Selected text →
▶
Ramsey Russell: It’s not jalapeños and cream cheese. That’s it. To me, the secret to good grilled duck is to keep it simple, and I like a mixture of savory and sweet. Soy sauce and a little bit of honey. Soy sauce and stuff it with a fig. Worcestershire sauce, Italian dressing, whatever your favorite marinade is. My go-to secret weapon is always—whether I wrap it with bacon or not, because I love to eat bacon—to stuff it with a piece of fruit. Try a piece of fig preserves or some orange marmalade. I’ve even used those little candied cherries like your grandma put in fruitcakes. It’s all good. Just something a little sweet, a little sweet surprise in there to offset it. Then, depending on what part of the world you’re in— Here in the Deep South, we like spices. I will balance that with a little bit of red pepper flakes. Just a little bit. Not hot; just a little heat.

Mike Morgan: There’s nothing better than, like you say, that teal wrapped in a piece of bacon. I’m like you. I could eat bacon brisket. I could eat bacon on bacon; bacon-wrapped bacon.

Ramsey Russell: Man, I could eat bacon wrapped in bacon. But one of the common mistakes, I think— I don’t care how you cook that duck on the grill; don’t overcook it. If it’s over medium rare, it’s done too much. I’ve got a real good friend, Ian Mund, who’s got the simplest, easiest, best recipe for duck I’ve ever had. He uses that old Cavender Seasoning, that Greek seasoning. He soaks the ducks in olive oil—copious amounts, that’s the best way I can describe it—and just a whole lot of Cavender’s, and he cooks them rare. Just unbelievable. It’s tender, flavorful, and delicious. Any kind of duck.

What Does it Take to Have and to Hold Teal?

“They like sheet water. That’s where we shoot heck out of teal, I’d say, almost worldwide.”

 

Mike Morgan: Cool. Well, that’s the way I’m going to give it a try, next time. I’m going to give it a try. Ramsey, I know you stayed up at Mississippi State for quite a while and got a degree up there. You studied wildlife management and forestry, and you ended up getting your Master’s, didn’t you?

Ramsey Russell: Yes, sir.

Mike Morgan: So you know what it takes to get ducks in a particular place. Our buddies up North don’t do as much teal hunting. They don’t get as serious about it as we do. But down South, what does it take to have and to hold teal?

Ramsey Russell: Shallow water. That’s the number one equation for me, especially if we’re talking bluewings. Shallow water. They like sheet water. That’s where we shoot heck out of teal, I’d say, almost worldwide. Shallower water with a lot of vegetation and submerged or vertical structure coming up. That’s what I think of when I think of blue-winged teal. It’s always been interesting to me. It’s a dry part of the year in the Deep South, and I’m thinking Mississippi Delta, not the Louisiana coastal marsh, Mike. It’s that shallow dadgum water. As water begins to recede during the dry period of the year, we’ve got a plant down here called sprangletop. It comes up very, very late. That and this yellow chufa will come up very late. I’ve always thought to myself, “If I can find some good shallow water backed off into chufa and sprangletop, I’m always going to find bluewings.” That’s what they seem to target. Think about it. The first birds that come down, the first food they encounter is sprangletop and chufa. That’s where I’m looking for them.
◀
Objective 1 →
From the duck and teal conversation, list every sweet fruit item Ramsey Russell names for stuffing a grilled duck.
Objective 2 →
In the duck and teal conversation, which two late-growing plants does Ramsey Russell look for when he wants to find bluewings?
Objective 3 →
Continue the duck and teal conversation from its final line.
The material after this conversation is not needed.

Data extract →
▶
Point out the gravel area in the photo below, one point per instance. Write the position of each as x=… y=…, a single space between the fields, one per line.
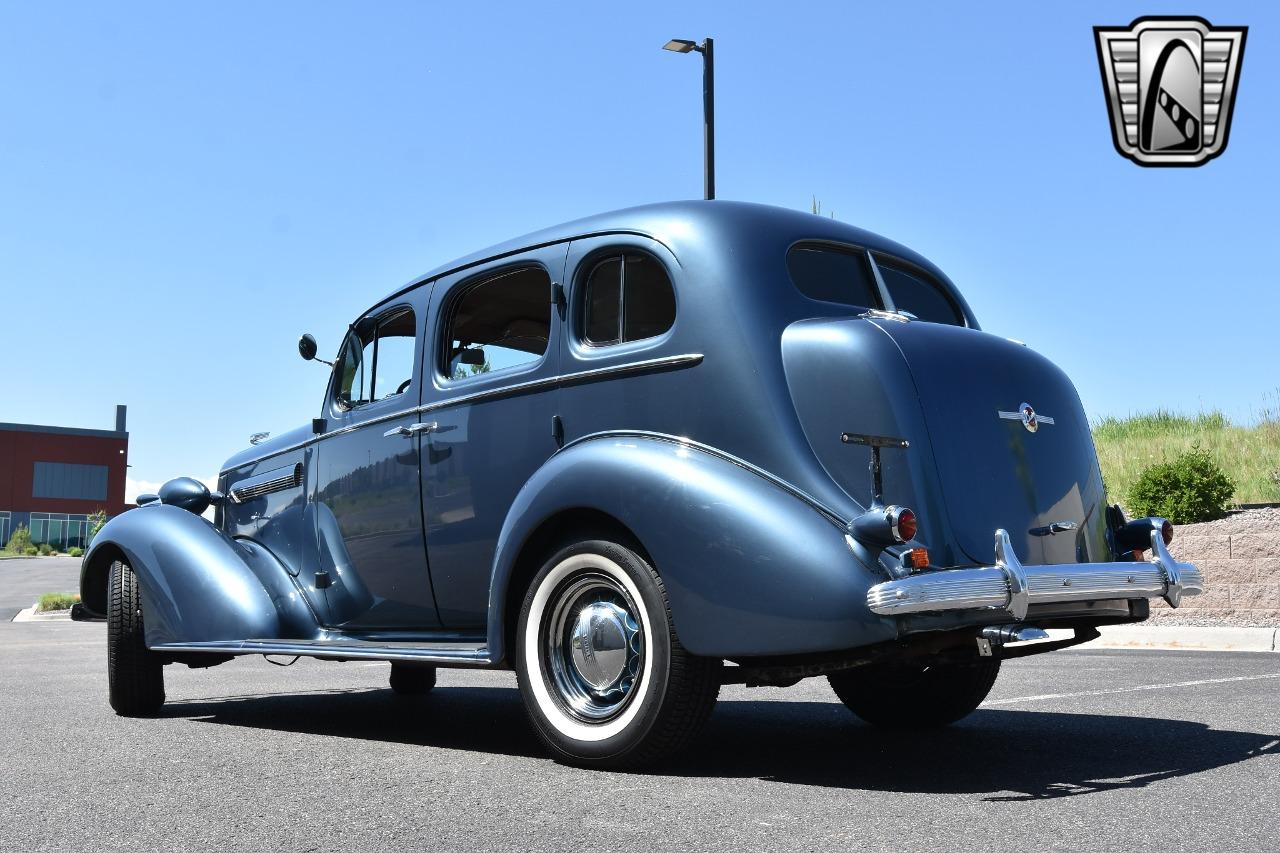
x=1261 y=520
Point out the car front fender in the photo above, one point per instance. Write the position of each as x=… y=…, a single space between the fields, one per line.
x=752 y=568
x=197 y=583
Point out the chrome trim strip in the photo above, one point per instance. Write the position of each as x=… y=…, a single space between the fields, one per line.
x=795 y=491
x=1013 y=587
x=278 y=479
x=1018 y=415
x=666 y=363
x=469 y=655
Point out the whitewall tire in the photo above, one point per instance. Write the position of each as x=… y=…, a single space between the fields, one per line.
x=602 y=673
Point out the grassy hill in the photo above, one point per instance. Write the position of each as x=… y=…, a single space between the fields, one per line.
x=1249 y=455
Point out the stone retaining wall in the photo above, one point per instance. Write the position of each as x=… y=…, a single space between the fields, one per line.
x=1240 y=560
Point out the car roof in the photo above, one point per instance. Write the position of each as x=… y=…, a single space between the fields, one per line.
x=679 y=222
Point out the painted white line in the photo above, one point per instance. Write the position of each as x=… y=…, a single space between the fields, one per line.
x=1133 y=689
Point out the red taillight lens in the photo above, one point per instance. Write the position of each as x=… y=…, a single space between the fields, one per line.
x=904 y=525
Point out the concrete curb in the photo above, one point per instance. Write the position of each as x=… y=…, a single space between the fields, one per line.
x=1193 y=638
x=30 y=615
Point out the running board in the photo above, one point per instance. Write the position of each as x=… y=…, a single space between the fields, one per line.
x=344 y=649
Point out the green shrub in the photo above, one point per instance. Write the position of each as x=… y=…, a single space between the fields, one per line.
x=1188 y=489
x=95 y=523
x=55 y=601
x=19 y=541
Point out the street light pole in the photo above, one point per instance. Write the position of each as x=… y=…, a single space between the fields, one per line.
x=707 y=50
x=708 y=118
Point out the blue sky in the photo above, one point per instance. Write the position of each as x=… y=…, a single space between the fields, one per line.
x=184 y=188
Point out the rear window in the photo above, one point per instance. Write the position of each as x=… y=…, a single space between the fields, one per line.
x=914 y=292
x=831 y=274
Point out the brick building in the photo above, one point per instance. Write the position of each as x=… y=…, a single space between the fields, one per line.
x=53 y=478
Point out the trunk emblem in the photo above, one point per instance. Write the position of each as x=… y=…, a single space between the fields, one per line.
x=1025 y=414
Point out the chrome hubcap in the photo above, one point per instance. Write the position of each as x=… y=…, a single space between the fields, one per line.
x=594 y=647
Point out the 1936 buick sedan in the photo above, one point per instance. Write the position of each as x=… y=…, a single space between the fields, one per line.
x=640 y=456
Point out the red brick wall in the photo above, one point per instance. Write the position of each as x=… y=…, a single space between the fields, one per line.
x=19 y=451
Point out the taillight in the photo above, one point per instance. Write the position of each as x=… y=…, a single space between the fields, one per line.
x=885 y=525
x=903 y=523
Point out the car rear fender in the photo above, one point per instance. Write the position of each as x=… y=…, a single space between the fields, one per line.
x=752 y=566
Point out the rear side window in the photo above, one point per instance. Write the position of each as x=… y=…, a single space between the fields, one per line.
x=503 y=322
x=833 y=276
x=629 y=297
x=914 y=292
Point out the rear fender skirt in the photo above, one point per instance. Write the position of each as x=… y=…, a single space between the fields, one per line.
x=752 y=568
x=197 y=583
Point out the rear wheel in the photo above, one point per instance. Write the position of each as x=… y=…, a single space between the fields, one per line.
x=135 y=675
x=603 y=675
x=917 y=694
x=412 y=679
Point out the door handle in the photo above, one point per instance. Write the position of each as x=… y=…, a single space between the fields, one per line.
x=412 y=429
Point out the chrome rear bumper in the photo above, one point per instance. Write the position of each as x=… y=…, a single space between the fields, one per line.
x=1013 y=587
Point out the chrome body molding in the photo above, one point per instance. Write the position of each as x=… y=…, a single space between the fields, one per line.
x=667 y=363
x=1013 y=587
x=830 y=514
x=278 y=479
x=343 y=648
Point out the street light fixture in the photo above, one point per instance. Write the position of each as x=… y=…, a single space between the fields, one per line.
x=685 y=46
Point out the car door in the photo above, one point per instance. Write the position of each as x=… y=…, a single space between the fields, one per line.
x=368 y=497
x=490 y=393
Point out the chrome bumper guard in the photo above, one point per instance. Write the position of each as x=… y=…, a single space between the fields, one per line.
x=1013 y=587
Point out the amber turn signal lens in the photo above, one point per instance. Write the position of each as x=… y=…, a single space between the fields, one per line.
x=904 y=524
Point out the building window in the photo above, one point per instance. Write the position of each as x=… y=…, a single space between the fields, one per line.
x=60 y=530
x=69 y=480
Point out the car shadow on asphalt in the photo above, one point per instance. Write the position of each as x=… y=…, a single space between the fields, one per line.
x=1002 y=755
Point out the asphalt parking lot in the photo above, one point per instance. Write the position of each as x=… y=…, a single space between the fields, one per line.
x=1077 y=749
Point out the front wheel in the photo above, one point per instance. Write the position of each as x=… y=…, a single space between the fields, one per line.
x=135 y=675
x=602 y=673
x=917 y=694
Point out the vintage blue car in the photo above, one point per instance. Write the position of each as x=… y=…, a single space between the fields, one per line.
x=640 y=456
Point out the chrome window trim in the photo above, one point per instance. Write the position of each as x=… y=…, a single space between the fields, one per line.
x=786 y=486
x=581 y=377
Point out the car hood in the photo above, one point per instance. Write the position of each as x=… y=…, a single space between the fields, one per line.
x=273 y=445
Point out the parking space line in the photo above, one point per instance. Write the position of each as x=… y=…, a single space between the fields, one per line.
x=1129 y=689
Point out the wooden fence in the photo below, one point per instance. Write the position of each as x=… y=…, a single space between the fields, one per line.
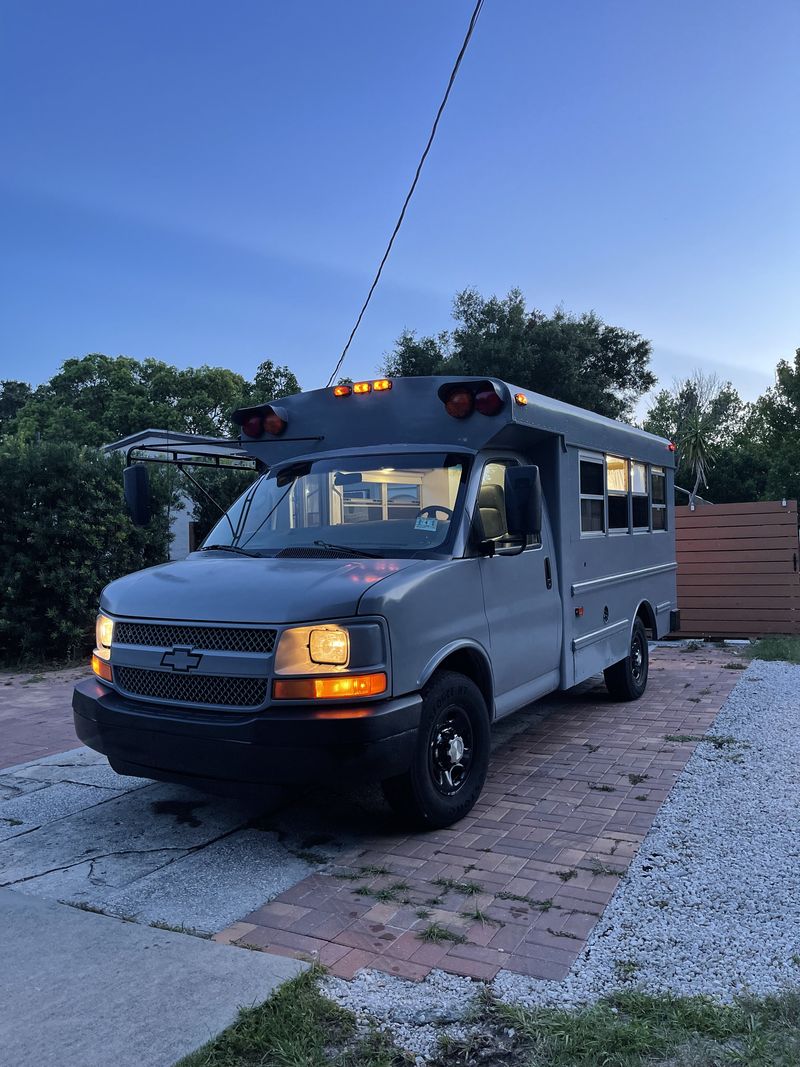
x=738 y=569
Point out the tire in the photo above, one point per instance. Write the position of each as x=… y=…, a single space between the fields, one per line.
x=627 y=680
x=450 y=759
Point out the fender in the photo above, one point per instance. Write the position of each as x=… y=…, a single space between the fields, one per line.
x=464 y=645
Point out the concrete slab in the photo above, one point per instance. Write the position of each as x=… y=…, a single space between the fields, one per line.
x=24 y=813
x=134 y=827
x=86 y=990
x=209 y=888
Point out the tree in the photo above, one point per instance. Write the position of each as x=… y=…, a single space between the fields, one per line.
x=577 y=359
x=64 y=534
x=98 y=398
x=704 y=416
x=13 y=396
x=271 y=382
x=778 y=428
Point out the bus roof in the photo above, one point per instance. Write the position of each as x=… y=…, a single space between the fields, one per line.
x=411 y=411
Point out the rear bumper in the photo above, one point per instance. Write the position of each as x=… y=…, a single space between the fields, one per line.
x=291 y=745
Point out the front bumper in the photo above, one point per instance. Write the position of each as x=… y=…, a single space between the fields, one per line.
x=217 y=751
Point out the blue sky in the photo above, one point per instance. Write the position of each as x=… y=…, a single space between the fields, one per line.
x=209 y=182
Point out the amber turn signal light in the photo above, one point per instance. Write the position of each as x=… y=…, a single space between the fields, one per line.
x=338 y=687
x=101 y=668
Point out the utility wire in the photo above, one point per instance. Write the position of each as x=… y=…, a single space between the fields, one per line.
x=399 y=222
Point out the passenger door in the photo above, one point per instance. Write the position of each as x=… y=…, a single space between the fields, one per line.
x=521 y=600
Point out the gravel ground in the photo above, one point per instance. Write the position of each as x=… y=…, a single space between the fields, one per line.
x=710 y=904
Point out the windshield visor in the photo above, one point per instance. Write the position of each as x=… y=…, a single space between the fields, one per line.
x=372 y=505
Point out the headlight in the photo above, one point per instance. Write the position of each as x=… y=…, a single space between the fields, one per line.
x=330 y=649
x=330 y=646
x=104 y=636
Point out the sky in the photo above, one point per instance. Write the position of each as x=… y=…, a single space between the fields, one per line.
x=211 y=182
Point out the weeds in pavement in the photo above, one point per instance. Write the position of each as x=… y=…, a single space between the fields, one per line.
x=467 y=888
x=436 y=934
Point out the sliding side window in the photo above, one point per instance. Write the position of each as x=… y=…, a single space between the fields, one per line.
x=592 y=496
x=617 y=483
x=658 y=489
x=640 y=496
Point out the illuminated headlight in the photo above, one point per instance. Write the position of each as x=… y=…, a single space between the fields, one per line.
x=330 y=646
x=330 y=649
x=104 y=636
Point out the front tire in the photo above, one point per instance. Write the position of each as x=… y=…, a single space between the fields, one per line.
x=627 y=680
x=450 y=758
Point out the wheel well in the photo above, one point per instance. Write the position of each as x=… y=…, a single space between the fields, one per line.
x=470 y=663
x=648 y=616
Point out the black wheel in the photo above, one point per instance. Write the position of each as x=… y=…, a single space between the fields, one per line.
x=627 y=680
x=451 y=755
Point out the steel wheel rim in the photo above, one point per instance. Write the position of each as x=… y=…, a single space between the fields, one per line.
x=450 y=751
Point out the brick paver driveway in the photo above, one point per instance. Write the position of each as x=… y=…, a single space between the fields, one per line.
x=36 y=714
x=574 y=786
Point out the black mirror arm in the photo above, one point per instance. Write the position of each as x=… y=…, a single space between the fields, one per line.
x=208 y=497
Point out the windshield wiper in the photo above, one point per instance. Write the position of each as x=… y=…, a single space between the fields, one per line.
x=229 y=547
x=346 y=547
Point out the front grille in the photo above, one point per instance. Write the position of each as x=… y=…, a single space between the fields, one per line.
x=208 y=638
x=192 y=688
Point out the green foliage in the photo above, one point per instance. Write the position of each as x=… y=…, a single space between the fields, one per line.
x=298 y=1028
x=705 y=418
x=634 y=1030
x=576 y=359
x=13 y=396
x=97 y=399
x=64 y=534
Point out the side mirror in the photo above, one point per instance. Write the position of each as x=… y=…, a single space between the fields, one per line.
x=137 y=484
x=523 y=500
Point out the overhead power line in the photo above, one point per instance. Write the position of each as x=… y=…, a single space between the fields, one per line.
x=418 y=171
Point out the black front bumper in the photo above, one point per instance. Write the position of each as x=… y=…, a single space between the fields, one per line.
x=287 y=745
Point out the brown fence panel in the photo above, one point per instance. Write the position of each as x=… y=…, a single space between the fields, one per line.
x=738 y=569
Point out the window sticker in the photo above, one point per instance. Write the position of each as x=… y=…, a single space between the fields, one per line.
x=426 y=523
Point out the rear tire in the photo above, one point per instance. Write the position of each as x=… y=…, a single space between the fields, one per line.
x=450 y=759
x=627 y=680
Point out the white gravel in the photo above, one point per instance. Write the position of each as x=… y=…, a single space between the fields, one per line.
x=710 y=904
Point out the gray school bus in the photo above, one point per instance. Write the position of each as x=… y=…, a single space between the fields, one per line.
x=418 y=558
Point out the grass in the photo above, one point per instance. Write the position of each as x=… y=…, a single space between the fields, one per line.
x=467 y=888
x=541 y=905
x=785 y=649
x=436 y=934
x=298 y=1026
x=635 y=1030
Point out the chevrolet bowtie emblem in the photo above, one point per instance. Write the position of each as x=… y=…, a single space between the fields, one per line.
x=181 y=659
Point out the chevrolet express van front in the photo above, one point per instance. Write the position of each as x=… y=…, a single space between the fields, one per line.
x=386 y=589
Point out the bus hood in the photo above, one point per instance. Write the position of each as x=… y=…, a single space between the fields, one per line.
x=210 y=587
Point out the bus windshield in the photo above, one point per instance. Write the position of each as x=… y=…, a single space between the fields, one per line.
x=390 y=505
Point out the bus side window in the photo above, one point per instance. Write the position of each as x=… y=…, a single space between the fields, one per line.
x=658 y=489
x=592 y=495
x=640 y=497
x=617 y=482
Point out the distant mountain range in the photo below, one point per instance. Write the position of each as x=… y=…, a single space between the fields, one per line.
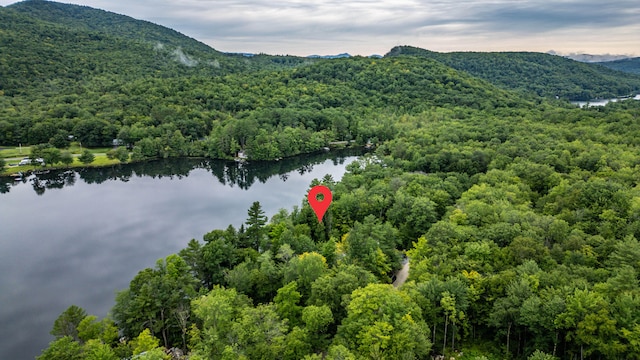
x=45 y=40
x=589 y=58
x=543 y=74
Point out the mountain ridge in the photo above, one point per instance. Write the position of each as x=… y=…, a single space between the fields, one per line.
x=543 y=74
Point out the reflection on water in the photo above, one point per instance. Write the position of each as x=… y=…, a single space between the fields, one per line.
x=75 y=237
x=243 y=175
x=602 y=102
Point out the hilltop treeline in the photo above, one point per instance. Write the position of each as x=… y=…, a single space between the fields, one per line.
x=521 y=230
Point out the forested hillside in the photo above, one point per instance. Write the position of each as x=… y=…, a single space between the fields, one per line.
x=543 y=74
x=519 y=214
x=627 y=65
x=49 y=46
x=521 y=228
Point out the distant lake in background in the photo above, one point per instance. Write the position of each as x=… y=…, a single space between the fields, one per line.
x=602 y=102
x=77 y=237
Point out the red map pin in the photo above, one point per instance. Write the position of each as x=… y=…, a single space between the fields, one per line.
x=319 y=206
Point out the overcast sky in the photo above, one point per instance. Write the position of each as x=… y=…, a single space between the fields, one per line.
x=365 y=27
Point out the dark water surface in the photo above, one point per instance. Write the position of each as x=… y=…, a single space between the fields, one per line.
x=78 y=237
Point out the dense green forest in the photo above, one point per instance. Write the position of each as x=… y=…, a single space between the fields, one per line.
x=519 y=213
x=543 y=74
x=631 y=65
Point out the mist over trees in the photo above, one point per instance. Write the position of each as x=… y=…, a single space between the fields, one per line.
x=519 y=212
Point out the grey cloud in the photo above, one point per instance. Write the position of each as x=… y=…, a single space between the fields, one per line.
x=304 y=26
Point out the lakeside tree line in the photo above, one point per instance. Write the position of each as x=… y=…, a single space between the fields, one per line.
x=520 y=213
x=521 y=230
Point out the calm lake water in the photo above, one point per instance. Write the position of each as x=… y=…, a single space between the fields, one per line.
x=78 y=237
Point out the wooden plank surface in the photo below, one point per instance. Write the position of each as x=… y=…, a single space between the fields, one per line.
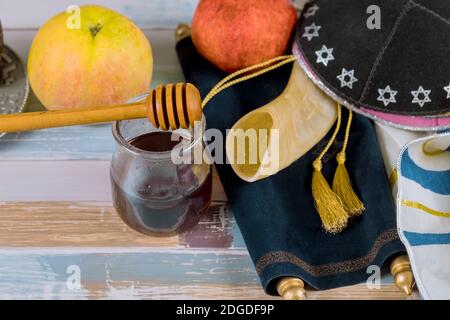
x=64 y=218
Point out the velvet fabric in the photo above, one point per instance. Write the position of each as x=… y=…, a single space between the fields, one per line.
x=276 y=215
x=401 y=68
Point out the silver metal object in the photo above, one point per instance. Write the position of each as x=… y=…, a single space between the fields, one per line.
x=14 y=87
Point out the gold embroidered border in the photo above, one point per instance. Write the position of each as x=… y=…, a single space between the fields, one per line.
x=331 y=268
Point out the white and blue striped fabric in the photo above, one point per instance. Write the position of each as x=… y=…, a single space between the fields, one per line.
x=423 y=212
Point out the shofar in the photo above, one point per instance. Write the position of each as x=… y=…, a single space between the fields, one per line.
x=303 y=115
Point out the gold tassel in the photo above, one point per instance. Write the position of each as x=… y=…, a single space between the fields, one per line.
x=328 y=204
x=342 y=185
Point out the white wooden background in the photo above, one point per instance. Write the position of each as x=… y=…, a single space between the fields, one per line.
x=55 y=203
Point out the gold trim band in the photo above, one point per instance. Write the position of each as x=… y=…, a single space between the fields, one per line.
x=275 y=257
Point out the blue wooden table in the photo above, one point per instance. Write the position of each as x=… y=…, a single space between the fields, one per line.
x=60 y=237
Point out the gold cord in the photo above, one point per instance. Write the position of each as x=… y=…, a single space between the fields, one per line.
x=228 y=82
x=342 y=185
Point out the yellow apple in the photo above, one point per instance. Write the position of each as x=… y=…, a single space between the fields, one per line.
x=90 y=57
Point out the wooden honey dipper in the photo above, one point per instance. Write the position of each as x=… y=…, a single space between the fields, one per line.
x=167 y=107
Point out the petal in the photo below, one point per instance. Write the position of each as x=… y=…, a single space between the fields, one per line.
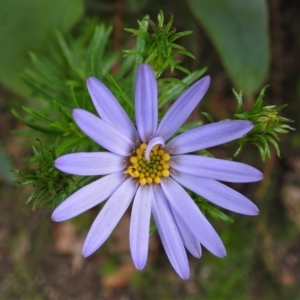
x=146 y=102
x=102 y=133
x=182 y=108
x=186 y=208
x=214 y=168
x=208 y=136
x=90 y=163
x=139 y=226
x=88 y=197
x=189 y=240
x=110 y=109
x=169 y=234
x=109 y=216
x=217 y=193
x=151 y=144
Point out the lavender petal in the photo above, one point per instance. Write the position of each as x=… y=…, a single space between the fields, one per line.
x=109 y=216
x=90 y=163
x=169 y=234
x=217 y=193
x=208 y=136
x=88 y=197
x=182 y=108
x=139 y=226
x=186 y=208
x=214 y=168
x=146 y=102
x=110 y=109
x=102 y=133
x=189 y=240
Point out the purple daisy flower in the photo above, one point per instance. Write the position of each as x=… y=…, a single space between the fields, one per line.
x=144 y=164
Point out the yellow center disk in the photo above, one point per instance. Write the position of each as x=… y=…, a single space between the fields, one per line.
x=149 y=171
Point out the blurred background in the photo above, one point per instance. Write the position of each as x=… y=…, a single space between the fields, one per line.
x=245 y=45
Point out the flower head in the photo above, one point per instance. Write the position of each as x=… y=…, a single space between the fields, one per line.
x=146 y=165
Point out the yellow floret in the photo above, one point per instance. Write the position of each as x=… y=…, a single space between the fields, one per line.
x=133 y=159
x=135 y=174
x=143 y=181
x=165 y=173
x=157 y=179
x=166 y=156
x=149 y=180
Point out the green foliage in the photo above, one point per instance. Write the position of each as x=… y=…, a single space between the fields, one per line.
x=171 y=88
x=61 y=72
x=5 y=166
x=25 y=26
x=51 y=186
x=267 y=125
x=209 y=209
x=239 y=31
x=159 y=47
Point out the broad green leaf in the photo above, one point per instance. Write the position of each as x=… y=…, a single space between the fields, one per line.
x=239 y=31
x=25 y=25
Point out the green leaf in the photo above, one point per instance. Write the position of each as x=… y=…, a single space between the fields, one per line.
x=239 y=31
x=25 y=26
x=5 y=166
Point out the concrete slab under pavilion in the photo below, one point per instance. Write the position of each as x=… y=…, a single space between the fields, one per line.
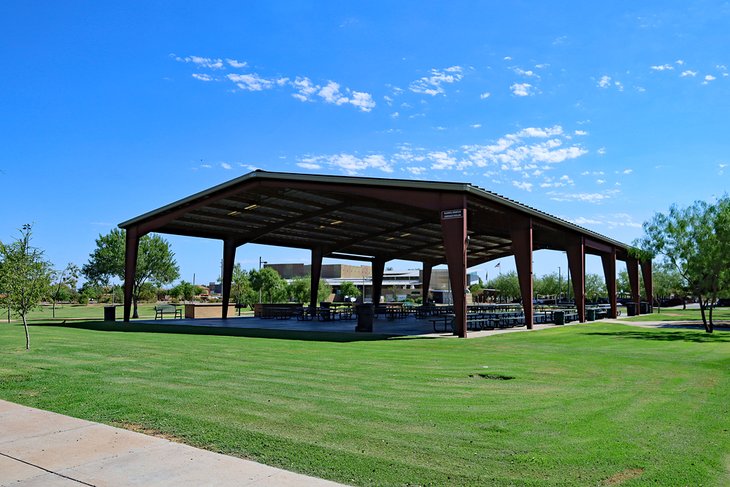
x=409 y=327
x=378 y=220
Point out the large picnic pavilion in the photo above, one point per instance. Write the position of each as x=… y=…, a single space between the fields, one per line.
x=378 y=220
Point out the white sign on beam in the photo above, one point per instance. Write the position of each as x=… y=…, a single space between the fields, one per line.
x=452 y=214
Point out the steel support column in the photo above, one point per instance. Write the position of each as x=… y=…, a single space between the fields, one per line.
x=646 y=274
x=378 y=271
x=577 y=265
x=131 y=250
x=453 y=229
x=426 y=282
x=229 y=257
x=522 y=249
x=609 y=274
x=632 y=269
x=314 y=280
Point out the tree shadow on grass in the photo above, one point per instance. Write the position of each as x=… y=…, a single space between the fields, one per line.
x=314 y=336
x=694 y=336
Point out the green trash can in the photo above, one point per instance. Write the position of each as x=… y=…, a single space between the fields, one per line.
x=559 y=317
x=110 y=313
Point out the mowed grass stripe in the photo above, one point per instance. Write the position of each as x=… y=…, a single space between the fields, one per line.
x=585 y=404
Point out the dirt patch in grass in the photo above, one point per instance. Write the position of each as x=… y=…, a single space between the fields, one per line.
◀
Answer 1 →
- A fig
- Fig preserves
- Orange marmalade
- Candied cherries

Answer 2 →
Sprangletop and yellow chufa.

Answer 3 →
Vegetation to Attract Teal 

“Just, boom, chow up and get their fuel supply, and they’re gone overnight.”

 

Mike Morgan: You know, Mojo’s got what we call the Duty Fairy Funny Farm down south of here by fifty or sixty miles. Terry Denmon, who owns the farm and owns Mojo, tries to manipulate those moist soil plants. There’s certain times you need to take the water off, and there’s certain times you need to put the plants in and just break the ground up. This stuff is kind of natural. You don’t go out and plant sprangletop. It’s there, but it’s got to be manipulated to get the maximum growth. Is that correct?

Ramsey Russell: That’s right. Yeah, that’s exactly right. Go out there and disturb the soil and manage the water. Different vegetative communities will come in in the first 45 days, the middle 45 days, and the last 45 days of the growing season. Terry and I actually visited that spot not too long. It’s been years ago, now, and that’s what we keyed in on: that particular grass. He said, “God, this stuff is everywhere.” I said, “Well, the secret is making more of that.” So now he’s had, at times, hundreds of acres of typical stands of that sprangletop.

Mike Morgan: Yep. This year is a super wet year. Everything from our whole duck season was eight feet underwater. It’s been raining here every day, it seems like, for months, and we just can’t get the water off of it. So I don’t know what’s going to happen this year. But, in past years, we go down there and it seems like you’ve got the perfect crop and everything is just right. Two weeks before the season, the teal will start moving in. The day before the season, there’ll be eight thousand teal. Then, you get up the next day, and there’s four.

Ramsey Russell: Yeah.

Mike Morgan: What happens?

Ramsey Russell: They’re going. They’re moving. Those birds are heading to their wintering grounds. They’re ready to get there, and they’ll move in a heartbeat. They’re stopping into these feeding areas, like that, to eat. Just, boom, chow up and get their fuel supply, and they’re gone overnight. That’s part of the great thing I like about them. I know they’re hit or miss. Where I hunt, they’re very hit or miss. That’s just the whole part of it.

Mike Morgan: If you don’t go, you don’t know. When we go down there— Generally, the opening weekend, they’ll be kind of building up, so we’ll have a good hunt. But we’ve been down there to where, like I said, the game wardens came in and said, “Two days ago, we counted four thousand ducks in this field. Today, there’s maybe four hundred.” They just move in and move out. But then, two days later, you may have four thousand in there again. It’s not like they all come at once and all leave at once.

Ramsey Russell: They just come in little pulses.

Mike Morgan: You’ve just got to be there. The season is so short. The season, generally, is what? Fifteen, sixteen days, something like that. At least, about four or five years ago, we went from four teal to six teal. So it makes it a little more—

Ramsey Russell: When you can get them, you can get them good.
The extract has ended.